The World Car Awards (formerly World Car of the Year, WCOTY) is a group of automobile Car of the Year awards selected by a jury of 82 international automotive journalists from 24 countries. Cars considered must be sold in at least five countries, on at least two continents prior to 1 January of the year of the award. The contest was inaugurated in 2003, and officially launched in January 2004.

This started as a single award, similar to many of the continent and nation specific Car of the Year awards already given. Since 2006, awards for performance, green cars, and car design have also been given. In April 2013, an award for luxury design was inaugurated.

History

2005
Ten finalists were reduced to three, before the winner was selected at the Canadian International AutoShow in Toronto. The Audi A6, Porsche 911, and Volvo S40/V50 were the top three finalists.

2006
For 2006, in addition to the WCOTY award, the performance, green, and design categories were added; the award was announced at the New York International Auto Show. The BMW 3 Series, Mazda MX-5, and Porsche Cayman were the top three finalists.

2007
The Lexus LS, MINI, and Audi TT were the top three finalists. The winner was announced at the New York International Auto Show.
:::::
[Set task 1] Convert the entries in the part that opens with the line containing "of the rooftop" and closes with the line containing "pixel 138 38" into a two-column CSV with the columns "entry" and "points", one row per entry.

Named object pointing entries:
:::::
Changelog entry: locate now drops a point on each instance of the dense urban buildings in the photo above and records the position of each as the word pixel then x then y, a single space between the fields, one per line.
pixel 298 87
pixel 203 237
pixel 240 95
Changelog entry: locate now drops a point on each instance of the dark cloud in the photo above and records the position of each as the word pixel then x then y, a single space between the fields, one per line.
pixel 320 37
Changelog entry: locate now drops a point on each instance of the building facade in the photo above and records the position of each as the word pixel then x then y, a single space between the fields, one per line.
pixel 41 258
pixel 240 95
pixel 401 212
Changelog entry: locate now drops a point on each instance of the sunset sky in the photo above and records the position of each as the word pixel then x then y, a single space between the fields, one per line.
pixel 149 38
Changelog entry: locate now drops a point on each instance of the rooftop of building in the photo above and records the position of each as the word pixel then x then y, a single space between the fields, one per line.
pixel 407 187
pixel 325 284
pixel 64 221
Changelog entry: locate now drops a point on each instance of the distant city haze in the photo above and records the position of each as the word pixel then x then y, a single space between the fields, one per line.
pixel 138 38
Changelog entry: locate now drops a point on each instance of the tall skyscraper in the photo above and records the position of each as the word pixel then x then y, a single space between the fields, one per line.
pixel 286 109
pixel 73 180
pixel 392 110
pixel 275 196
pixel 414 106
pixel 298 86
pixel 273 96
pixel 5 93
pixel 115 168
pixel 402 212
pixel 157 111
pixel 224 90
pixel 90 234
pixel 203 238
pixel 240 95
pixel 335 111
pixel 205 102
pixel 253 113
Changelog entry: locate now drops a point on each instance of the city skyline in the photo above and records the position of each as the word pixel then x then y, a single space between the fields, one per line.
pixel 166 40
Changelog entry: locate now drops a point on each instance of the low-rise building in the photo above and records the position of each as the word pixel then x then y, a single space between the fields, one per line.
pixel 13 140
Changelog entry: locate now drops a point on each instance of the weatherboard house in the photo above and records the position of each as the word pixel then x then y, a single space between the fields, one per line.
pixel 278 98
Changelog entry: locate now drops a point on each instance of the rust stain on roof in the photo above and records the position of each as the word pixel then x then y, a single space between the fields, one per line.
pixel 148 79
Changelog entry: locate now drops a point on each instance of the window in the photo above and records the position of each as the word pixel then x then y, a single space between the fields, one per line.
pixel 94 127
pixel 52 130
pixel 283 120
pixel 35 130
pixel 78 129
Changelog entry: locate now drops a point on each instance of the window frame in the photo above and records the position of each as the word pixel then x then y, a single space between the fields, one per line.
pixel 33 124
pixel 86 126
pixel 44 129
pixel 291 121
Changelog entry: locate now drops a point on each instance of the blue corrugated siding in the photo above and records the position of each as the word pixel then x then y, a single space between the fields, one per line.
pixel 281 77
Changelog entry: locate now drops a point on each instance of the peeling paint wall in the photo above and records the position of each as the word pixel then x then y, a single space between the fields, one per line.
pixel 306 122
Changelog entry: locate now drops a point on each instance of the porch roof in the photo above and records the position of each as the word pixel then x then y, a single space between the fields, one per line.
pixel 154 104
:::::
[Set task 2] Rewrite the part of the World Car Awards text that opens with the words containing "This started as" and closes with "Cayman were the top three finalists.", putting "contenders" in place of "finalists".

[Result 1]
entry,points
"Changelog entry: locate now drops a point on each instance of the rooftop of building in the photo above and records the position of each as the word pixel then x then y, a single space between the fields, one per line.","pixel 407 187 pixel 325 284 pixel 64 221"
"Changelog entry: locate now drops a point on each instance of the distant city haze in the photo above and records the position of each as the word pixel then x then y, a single space between the fields, one per line.","pixel 138 38"

[Result 2]
This started as a single award, similar to many of the continent and nation specific Car of the Year awards already given. Since 2006, awards for performance, green cars, and car design have also been given. In April 2013, an award for luxury design was inaugurated.

History

2005
Ten contenders were reduced to three, before the winner was selected at the Canadian International AutoShow in Toronto. The Audi A6, Porsche 911, and Volvo S40/V50 were the top three contenders.

2006
For 2006, in addition to the WCOTY award, the performance, green, and design categories were added; the award was announced at the New York International Auto Show. The BMW 3 Series, Mazda MX-5, and Porsche Cayman were the top three contenders.